PROBLEM TO WORK ON: Can you output the records below exactly as they are written?

MATERIAL PROVIDED:
————————
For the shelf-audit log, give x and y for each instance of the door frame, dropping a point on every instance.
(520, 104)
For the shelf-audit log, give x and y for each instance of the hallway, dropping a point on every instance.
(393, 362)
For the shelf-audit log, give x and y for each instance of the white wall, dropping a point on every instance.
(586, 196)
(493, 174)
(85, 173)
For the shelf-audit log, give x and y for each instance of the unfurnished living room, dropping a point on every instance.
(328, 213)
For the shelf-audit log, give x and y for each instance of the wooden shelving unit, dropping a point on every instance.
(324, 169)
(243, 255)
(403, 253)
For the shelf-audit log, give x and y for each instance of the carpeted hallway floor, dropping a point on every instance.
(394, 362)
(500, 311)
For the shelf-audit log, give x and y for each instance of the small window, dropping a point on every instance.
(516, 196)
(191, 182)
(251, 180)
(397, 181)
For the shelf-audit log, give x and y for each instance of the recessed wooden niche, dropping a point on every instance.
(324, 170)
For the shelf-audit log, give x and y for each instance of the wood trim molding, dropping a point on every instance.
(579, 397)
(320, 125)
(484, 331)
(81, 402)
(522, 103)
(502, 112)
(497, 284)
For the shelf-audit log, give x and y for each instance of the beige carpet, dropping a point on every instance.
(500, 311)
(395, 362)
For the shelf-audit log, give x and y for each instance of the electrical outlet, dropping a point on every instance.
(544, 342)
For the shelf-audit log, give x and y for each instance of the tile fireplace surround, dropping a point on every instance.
————————
FULL SOLUTION:
For the shelf-audit log, give x and y for each instance of the door frame, dropping a point on every instance.
(520, 104)
For the shelf-audit log, give x and y for each instance of the hallway, dropping a point on every instance.
(393, 362)
For the shelf-audit log, give x and y for each instance of the white wall, dropping a point on every instance.
(586, 196)
(493, 174)
(85, 173)
For the shelf-audit log, give x and y for each instance of the unfurnished living room, dropping a point on every instance.
(328, 213)
For the shelf-audit log, give x and y for each instance of the wooden shelving unit, dropping a point on every instance.
(324, 169)
(243, 255)
(403, 253)
For the shelf-audit log, give x and y for each instance of the carpeted hallway floor, dropping a point on every instance.
(394, 362)
(500, 311)
For the shelf-audit log, give x and y for each instance of the small window, dropping a point on every instance.
(516, 196)
(191, 182)
(251, 180)
(397, 181)
For the shelf-audit log, give x and y for each instance of the recessed wooden niche, dropping a point on every instance.
(324, 170)
For the shelf-audit log, give x and y for each instance of the wood trim molding, dropping a point on every instance.
(579, 397)
(320, 125)
(484, 331)
(81, 402)
(522, 103)
(502, 112)
(497, 284)
For the shelf-audit log, give x and y for each instance of the beige carpet, dropping a point on every instance.
(500, 311)
(395, 362)
For the shelf-audit log, give x and y for each instance of the electrical outlet, dropping a point on every instance.
(544, 342)
For the shelf-audit log, give x and y for each instance of the tile fireplace surround, dropping a point on every instance.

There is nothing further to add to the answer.